--- START ---

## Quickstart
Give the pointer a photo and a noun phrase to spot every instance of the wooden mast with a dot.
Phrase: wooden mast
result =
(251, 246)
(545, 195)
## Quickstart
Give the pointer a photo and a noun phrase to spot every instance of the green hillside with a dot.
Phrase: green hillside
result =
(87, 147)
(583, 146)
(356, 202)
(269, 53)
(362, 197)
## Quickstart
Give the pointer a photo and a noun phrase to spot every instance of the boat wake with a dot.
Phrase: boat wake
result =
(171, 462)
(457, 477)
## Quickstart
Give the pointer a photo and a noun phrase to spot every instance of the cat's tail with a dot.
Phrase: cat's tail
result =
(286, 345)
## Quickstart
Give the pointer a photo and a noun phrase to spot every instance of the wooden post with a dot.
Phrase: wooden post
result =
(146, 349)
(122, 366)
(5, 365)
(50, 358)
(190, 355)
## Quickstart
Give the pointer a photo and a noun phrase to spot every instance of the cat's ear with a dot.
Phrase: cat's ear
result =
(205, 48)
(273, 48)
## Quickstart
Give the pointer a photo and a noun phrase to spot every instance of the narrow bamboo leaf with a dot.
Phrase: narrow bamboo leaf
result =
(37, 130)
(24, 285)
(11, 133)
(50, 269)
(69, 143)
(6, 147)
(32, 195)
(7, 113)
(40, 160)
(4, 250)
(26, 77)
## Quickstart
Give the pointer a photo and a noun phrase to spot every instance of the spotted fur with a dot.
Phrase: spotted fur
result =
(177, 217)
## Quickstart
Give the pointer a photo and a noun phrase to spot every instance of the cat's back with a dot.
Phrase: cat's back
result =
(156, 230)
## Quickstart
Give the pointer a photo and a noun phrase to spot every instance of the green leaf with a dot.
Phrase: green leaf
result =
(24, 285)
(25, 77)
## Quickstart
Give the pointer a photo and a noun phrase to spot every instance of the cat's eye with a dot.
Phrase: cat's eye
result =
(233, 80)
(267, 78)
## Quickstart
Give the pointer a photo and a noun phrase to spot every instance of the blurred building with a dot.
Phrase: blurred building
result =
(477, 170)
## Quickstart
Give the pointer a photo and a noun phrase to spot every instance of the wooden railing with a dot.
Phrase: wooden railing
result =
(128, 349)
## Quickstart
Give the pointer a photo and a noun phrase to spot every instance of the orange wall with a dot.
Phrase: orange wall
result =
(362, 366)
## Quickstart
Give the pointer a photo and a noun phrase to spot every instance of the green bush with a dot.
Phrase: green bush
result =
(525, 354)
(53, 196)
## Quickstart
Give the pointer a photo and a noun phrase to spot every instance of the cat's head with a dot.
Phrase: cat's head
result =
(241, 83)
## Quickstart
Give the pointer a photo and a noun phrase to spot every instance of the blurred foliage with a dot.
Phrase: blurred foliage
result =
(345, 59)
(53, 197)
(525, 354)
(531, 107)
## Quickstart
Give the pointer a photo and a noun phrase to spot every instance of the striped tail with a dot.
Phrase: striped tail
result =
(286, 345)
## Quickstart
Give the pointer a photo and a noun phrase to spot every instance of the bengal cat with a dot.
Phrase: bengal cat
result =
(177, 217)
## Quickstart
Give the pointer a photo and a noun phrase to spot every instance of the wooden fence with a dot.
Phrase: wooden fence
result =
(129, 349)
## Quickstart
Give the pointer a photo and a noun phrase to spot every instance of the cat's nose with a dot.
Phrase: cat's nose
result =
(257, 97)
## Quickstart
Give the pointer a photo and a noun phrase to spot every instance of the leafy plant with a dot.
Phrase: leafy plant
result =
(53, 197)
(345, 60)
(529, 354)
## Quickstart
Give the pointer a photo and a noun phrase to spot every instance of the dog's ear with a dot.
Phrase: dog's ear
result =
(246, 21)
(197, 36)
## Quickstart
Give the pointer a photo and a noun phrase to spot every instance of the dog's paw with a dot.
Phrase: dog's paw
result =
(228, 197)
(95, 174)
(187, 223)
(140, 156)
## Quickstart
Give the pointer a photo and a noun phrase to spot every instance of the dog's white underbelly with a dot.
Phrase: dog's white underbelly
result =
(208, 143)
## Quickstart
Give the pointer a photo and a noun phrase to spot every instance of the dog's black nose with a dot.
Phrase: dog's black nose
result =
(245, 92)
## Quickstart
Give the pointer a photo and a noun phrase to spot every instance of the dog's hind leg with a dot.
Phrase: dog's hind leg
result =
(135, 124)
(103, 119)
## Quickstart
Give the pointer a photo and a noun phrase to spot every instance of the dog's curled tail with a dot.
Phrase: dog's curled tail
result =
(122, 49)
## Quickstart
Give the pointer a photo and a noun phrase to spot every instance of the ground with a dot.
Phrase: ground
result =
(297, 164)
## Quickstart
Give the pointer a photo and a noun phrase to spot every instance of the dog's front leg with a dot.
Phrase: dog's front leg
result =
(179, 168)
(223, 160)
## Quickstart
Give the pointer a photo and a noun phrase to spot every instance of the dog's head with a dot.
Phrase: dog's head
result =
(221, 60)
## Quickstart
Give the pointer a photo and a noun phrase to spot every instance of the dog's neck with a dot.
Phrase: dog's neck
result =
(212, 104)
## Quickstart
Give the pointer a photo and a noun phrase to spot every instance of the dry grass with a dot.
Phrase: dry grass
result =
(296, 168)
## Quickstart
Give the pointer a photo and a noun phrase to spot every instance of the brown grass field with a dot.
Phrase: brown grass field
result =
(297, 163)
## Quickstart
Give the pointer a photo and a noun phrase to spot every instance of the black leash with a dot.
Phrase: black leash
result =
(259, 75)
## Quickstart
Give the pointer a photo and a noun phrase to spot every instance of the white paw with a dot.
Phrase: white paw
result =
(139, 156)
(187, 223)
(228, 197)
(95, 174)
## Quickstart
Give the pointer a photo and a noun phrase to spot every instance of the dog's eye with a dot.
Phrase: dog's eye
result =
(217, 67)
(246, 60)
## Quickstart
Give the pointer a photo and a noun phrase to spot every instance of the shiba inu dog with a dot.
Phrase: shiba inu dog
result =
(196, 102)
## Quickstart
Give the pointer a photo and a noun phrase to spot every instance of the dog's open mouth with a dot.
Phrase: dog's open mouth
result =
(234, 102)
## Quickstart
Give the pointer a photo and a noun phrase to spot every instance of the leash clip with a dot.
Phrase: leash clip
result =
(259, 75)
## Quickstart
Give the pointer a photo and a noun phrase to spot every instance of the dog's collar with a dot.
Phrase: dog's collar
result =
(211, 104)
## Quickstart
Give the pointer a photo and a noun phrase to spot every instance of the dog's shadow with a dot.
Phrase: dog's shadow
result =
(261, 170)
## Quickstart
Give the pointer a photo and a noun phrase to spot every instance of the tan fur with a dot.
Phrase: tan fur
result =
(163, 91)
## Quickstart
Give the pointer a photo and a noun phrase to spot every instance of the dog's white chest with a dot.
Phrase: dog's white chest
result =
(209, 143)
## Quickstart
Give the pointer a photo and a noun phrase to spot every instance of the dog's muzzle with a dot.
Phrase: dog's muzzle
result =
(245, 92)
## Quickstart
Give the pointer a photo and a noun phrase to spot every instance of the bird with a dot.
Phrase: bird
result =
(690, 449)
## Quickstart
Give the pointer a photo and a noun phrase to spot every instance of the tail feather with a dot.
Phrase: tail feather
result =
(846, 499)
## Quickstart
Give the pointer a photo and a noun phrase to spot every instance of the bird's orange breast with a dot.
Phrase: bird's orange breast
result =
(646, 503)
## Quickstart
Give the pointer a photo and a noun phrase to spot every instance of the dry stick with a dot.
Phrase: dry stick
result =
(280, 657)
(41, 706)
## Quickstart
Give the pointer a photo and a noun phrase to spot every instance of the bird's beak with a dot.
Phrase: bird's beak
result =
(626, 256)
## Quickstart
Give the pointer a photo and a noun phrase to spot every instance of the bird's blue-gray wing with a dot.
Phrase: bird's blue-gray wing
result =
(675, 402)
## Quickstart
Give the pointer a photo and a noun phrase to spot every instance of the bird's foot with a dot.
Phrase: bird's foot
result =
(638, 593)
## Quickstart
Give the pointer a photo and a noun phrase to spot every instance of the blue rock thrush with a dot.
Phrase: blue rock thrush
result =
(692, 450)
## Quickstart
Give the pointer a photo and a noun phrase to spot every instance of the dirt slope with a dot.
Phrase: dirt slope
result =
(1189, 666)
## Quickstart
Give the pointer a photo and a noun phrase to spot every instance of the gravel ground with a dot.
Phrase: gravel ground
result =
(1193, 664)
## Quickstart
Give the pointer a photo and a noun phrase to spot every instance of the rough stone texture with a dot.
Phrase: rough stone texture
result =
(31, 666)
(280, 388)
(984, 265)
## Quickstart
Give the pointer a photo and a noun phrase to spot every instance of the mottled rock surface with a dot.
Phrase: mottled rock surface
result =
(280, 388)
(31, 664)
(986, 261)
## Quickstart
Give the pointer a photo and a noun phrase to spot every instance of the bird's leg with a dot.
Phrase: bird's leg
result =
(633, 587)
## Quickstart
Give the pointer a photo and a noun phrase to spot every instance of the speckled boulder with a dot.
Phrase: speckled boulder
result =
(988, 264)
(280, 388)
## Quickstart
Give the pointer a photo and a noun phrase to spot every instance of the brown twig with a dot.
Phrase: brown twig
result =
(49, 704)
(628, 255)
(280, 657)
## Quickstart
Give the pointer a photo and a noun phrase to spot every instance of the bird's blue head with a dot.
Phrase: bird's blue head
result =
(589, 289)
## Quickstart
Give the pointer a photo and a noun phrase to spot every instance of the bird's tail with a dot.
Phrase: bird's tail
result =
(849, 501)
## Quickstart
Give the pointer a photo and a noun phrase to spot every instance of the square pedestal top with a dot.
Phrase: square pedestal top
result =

--- END ---

* _Work required_
From the listing above, return every line that carries the string "slope".

* _Written reply_
Give the pointer a photo and a noun phrase to spot every instance of the dirt slope with a dot.
Phrase: dirt slope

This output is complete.